-- begin SELECTED EXTRACT --
8/5/14

The Age of Reason - The French Revolution

With an open mind may you too explore this author believing in a NATURAL ORDER for the world.  Simplicity of creation and negation for religions, believed to be created by man.

from wikipedia:  In December 1792, Paine's Rights of Man, part II was declared seditious in Britain and Thomas Paine was forced to flee to France in order to avoid arrest. Dismayed by the French revolution's turn toward secularism and atheism, he composed Part I of The Age of Reason in 1792 and 1793:
It has been my intention, for several years past, to publish my thoughts upon religion. . . . The circumstance that has now taken place in France of the total abolition of the whole national order of priesthood, and of everything appertaining to compulsive systems of religion, and compulsive articles of faith, has not only precipitated my intention, but rendered a work of this kind exceedingly necessary, lest in the general wreck of superstition, of false systems of government and false theology, we lose sight of morality, of humanity and of the theology that is true.[6]
Although Paine wrote The Age of Reason for the French, he dedicated it to his "Fellow Citizens of the United States of America", alluding to his bond with the American revolutionaries.[7]
At the beginning of Part I of the Age of Reason, Paine lays out his personal belief:
I believe in one God, and no more; and I hope for happiness beyond this life.
-- end SELECTED EXTRACT --
-- begin GIVEN ENTRIES --
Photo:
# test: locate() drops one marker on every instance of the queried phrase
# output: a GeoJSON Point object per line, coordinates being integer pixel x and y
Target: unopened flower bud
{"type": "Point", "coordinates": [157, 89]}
-- end GIVEN ENTRIES --
(DIRECTION 1):
Which lines of the records contain the string "coordinates"? Report each one in full, treating uppercase and lowercase as different.
(DIRECTION 2):
Can you finish out the next part of the passage on Thomas Paine's The Age of Reason, picking up right after its last sentence?
The text and the records have no connection to each other.

(TASK RESULT 1):
# output: a GeoJSON Point object per line, coordinates being integer pixel x and y
{"type": "Point", "coordinates": [157, 89]}

(TASK RESULT 2):
I believe in the equality of man; and I believe that religious duties consist in doing justice, loving mercy, and endeavouring to make our fellow-creatures happy.
But, lest it should be supposed that I believe many other things in addition to these, I shall, in the progress of this work, declare the things I do not believe, and my reasons for not believing them.
I do not believe in the creed professed by the Jewish Church, by the Roman Church, by the Greek Church, by the Turkish Church, by the Protestant Church, nor by any church that I know of. My own mind is my own church.
All national institutions of churches, whether Jwish, Christian or Turkish, appear to me no other than human inventions, set up to terrify and enslave mankind, and monopolize power and profit.
I do not mean by this declaration to condemn those who believe otherwise; they have the same right to their belief as I have to mine. But it is necessary to the happiness of man that he be mentally faithful to himself. Infidelity does not consist in believing, or in disbelieving; it consists in professing to believe what he does not believe.[16]

As we take a look back at the life of Marie Antoinette, may we remember that which she too believed in.  Apart from the church and more over the more probable reason for the revolution, was the belief in a natural order as portrayed in Mozart's rendition of "Figaro" which condemned the power of church and government.  Maria Antoinette publicly supported Mozart on this work.  Her support of this very project was said to have begun the plans for the French Revolution.

"If we assume man has been corrupted by an artificial civilization, what's the natural state? 
The state of nature from which he was removed?
Imagine wandering up and down the forest without industry,
without speech and without home"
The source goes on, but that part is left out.